[AIM] Only the run of lines from the one containing "at the roadside" through the last line should be returned, exactly as written.

[ENTRIES PROVIDED]

=======

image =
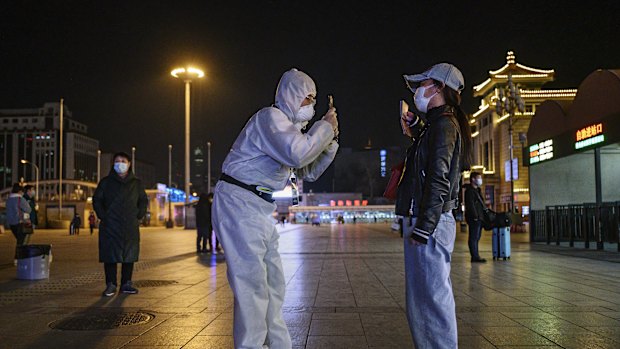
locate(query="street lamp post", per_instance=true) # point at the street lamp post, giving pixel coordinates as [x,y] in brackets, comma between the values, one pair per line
[509,101]
[98,165]
[187,75]
[208,166]
[133,158]
[169,223]
[36,171]
[60,191]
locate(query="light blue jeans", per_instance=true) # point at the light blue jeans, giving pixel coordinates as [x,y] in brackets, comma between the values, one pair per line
[430,302]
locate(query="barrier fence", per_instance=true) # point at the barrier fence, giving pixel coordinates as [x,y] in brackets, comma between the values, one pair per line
[587,223]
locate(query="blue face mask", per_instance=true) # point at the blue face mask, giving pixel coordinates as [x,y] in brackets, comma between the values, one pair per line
[121,167]
[421,102]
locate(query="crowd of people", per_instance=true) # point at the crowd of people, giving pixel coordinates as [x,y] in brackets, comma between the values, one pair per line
[273,147]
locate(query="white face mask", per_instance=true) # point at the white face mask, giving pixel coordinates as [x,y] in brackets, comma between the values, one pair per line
[421,102]
[121,167]
[305,113]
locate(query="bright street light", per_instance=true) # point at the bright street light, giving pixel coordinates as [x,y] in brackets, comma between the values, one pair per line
[36,171]
[187,74]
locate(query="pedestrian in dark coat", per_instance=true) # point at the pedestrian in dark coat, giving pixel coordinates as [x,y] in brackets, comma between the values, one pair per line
[204,226]
[120,203]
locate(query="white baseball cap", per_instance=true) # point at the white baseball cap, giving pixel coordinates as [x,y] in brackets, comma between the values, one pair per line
[445,73]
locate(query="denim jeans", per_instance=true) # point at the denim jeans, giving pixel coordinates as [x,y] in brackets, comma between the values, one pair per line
[430,302]
[475,230]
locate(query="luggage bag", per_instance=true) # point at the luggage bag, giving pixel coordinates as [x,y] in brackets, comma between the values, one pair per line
[501,243]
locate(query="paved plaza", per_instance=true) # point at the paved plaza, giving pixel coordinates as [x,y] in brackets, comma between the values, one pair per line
[344,290]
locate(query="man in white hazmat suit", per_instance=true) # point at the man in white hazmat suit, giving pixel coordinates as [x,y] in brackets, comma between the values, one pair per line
[268,149]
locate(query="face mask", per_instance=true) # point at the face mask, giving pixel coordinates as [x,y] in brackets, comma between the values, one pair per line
[421,102]
[121,167]
[305,113]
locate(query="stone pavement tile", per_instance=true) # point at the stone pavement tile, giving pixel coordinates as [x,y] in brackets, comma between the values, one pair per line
[553,346]
[55,340]
[389,342]
[504,303]
[381,325]
[171,310]
[582,340]
[163,335]
[533,314]
[155,347]
[608,332]
[335,316]
[542,301]
[475,342]
[512,336]
[340,342]
[349,326]
[587,319]
[611,314]
[484,319]
[182,320]
[218,328]
[392,309]
[210,342]
[296,302]
[227,315]
[332,301]
[299,335]
[375,301]
[297,319]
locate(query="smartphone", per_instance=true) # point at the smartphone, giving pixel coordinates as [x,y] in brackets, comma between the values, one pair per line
[404,108]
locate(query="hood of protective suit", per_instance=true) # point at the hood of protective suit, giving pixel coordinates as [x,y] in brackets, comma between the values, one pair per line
[293,88]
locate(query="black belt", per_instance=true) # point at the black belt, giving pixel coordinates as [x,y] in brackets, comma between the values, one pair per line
[447,207]
[262,193]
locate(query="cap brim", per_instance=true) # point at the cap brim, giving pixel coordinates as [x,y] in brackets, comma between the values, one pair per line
[413,81]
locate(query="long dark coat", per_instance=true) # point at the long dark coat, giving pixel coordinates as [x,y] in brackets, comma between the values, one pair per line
[203,213]
[120,204]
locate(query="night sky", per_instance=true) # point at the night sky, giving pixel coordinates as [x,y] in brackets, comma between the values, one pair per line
[110,60]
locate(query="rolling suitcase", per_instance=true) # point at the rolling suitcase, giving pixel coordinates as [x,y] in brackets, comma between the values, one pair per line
[501,243]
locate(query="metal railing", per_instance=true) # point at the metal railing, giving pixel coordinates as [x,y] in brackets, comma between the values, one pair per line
[586,223]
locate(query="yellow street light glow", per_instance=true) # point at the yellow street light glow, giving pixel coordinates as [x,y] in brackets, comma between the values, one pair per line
[189,72]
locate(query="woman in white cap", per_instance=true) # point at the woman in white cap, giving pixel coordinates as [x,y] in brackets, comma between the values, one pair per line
[427,194]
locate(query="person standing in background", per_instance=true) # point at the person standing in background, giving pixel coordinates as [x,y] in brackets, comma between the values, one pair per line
[474,206]
[120,202]
[92,221]
[16,208]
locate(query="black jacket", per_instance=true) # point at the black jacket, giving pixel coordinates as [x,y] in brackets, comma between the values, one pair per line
[203,214]
[120,204]
[431,178]
[473,204]
[34,218]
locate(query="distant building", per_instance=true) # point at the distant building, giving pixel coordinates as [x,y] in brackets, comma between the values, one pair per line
[490,131]
[366,170]
[32,134]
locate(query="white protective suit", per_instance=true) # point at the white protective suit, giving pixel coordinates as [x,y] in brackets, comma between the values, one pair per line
[268,147]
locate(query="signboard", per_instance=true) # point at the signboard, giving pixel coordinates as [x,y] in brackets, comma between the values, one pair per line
[541,151]
[589,135]
[515,169]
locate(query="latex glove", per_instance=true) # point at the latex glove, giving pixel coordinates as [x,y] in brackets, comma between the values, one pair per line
[404,123]
[332,117]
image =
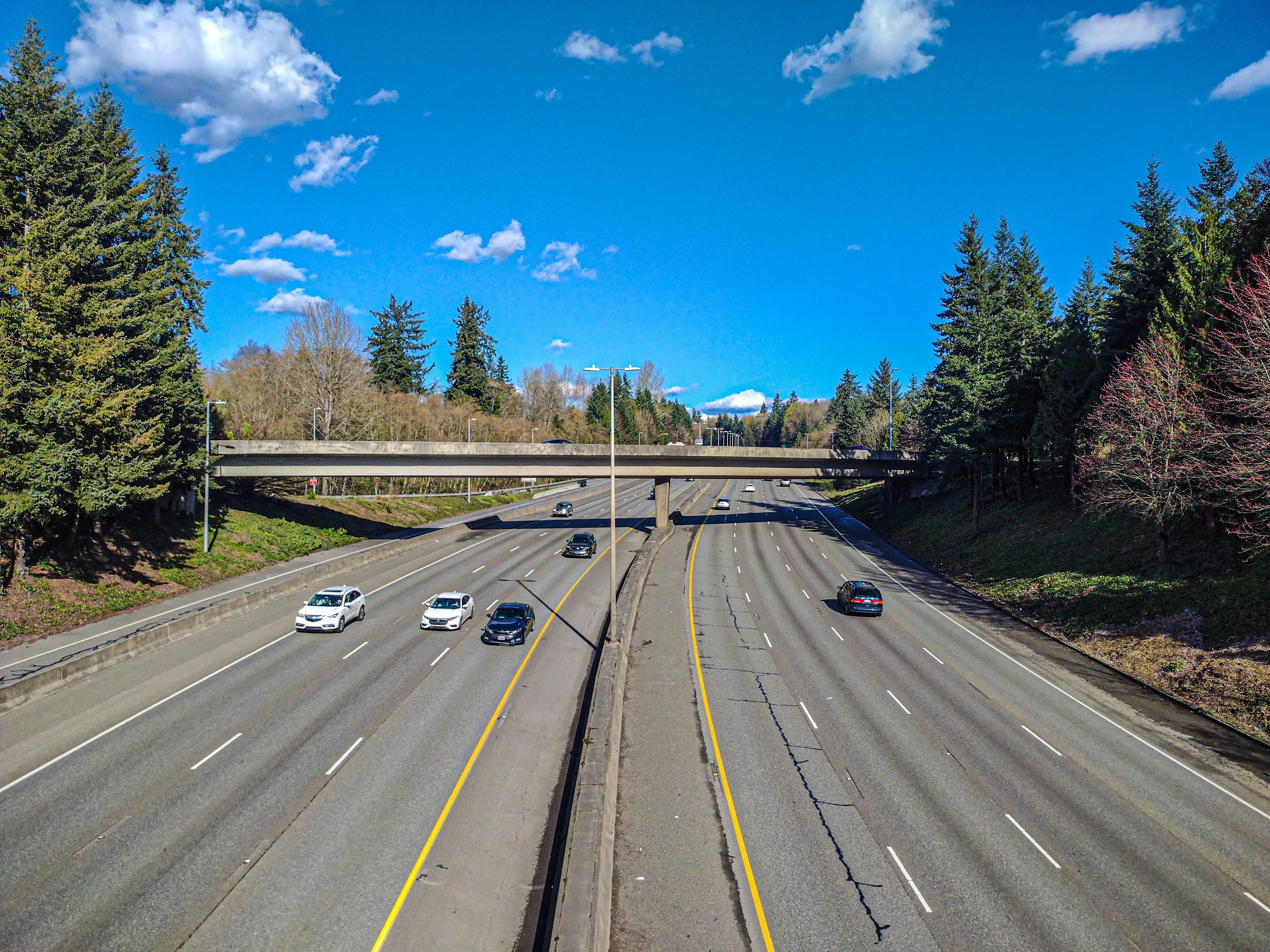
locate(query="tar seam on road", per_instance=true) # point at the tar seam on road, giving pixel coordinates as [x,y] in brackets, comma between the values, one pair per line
[1053,863]
[217,752]
[910,879]
[1041,677]
[472,761]
[219,671]
[714,741]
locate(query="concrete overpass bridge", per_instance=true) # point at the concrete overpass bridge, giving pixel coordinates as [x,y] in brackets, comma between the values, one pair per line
[584,461]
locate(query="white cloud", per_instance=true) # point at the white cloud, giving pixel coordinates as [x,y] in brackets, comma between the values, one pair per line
[468,248]
[883,43]
[584,46]
[267,271]
[384,96]
[265,244]
[225,73]
[1250,79]
[565,260]
[289,303]
[662,41]
[747,402]
[333,161]
[1147,26]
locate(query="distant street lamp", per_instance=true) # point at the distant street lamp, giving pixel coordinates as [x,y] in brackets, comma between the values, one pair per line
[208,466]
[613,497]
[469,463]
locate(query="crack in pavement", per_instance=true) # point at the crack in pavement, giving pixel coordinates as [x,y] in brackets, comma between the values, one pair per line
[817,804]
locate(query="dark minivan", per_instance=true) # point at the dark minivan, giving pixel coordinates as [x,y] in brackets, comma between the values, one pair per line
[860,598]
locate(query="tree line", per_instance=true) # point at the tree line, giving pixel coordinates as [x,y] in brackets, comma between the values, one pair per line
[1146,392]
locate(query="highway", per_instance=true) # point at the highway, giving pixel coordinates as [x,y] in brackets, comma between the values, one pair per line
[257,789]
[920,781]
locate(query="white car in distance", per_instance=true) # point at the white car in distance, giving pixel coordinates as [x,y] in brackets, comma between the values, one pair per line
[448,611]
[331,610]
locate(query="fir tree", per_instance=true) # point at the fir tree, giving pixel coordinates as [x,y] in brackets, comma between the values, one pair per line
[469,376]
[1067,383]
[399,356]
[1142,275]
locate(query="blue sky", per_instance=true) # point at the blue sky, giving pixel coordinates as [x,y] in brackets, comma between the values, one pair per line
[754,197]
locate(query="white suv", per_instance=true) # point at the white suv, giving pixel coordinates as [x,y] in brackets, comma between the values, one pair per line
[331,610]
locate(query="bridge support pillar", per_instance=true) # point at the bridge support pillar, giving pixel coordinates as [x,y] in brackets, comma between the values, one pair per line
[662,501]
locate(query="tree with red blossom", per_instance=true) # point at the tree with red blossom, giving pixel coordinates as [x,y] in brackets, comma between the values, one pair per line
[1147,440]
[1241,398]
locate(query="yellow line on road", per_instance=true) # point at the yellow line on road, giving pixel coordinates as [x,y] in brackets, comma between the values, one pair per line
[723,775]
[472,761]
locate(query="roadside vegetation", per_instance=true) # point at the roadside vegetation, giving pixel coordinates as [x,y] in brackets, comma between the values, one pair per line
[1197,626]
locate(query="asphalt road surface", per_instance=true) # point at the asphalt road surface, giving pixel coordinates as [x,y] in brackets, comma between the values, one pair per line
[257,789]
[921,781]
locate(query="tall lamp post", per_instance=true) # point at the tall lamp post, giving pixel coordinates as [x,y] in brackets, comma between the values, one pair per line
[208,466]
[613,497]
[469,441]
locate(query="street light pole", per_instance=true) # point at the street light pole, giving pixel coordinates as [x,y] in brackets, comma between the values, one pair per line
[613,498]
[208,466]
[469,463]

=======

[THE SOLUTION]
locate(query="roadside vegetation", per_instance=true) # point at the roadside vegetation, giving pixel coordinates as [x,y] in brackets, comma between the values, one pair per line
[1197,626]
locate(query="asphalt road surface", per_instance=true) # point at the asphalt road surface, giving pixel coordinates as [x,y] in brackets, comma between the values, one pair per line
[257,789]
[921,781]
locate(query="tall lamp post", per_instance=true) # point at the tall lamp post, giving pixel coordinates as [x,y] in brackets, comma between the values, one pair per line
[208,466]
[613,497]
[469,441]
locate(query="street light pole", per_instance=true) # point at the street light pole, giving pixel coordinates as [x,y] in brackets, comma between the values, one pair per line
[613,498]
[208,466]
[469,463]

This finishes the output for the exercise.